# Extracted records

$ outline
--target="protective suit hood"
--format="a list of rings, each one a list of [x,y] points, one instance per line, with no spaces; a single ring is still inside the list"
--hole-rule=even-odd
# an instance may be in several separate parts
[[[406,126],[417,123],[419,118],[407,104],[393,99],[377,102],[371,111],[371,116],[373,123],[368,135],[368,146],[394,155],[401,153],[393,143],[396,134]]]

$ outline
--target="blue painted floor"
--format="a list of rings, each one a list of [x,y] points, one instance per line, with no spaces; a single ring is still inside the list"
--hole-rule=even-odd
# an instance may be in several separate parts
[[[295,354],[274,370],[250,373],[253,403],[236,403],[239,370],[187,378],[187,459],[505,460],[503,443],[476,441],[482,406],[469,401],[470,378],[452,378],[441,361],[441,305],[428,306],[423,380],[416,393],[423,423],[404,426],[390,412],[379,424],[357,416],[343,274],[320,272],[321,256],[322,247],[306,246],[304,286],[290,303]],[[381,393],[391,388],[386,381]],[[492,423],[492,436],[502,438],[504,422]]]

# AIM
Rewrite each line of the rows above as a Markdown table with two columns, Nr and Line. Number the lines in order and leave out the blank ones.

# RESULT OF THIS EXERCISE
| Nr | Line |
|---|---|
| 1 | $ outline |
| 2 | --target="protective suit hood" |
| 3 | --format="a list of rings, each one a list of [x,y] points, one instance per line, with no spaces; a single ring is still inside the list" |
| 4 | --hole-rule=even-odd |
| 5 | # an instance may be in several separate parts |
| 6 | [[[406,126],[417,123],[419,118],[407,104],[393,99],[377,102],[371,111],[371,116],[373,123],[368,135],[368,146],[394,155],[401,153],[393,143],[396,134]]] |
| 7 | $ outline |
| 8 | --target="blue painted floor" |
| 9 | --format="a list of rings, each one a list of [x,y] points, one instance per line, with no spaces; a single ring is still inside the list" |
| 10 | --hole-rule=even-odd |
| 11 | # an instance may be in several separate parts |
| 12 | [[[295,354],[274,370],[250,373],[253,403],[236,403],[239,370],[187,378],[187,459],[505,460],[503,443],[476,441],[482,406],[469,401],[470,378],[452,378],[441,361],[441,305],[428,306],[423,380],[416,393],[423,423],[404,426],[390,412],[379,424],[357,416],[343,274],[320,272],[321,256],[322,247],[306,246],[304,286],[290,303]],[[381,393],[391,388],[386,381]],[[492,423],[492,436],[502,438],[504,422]]] |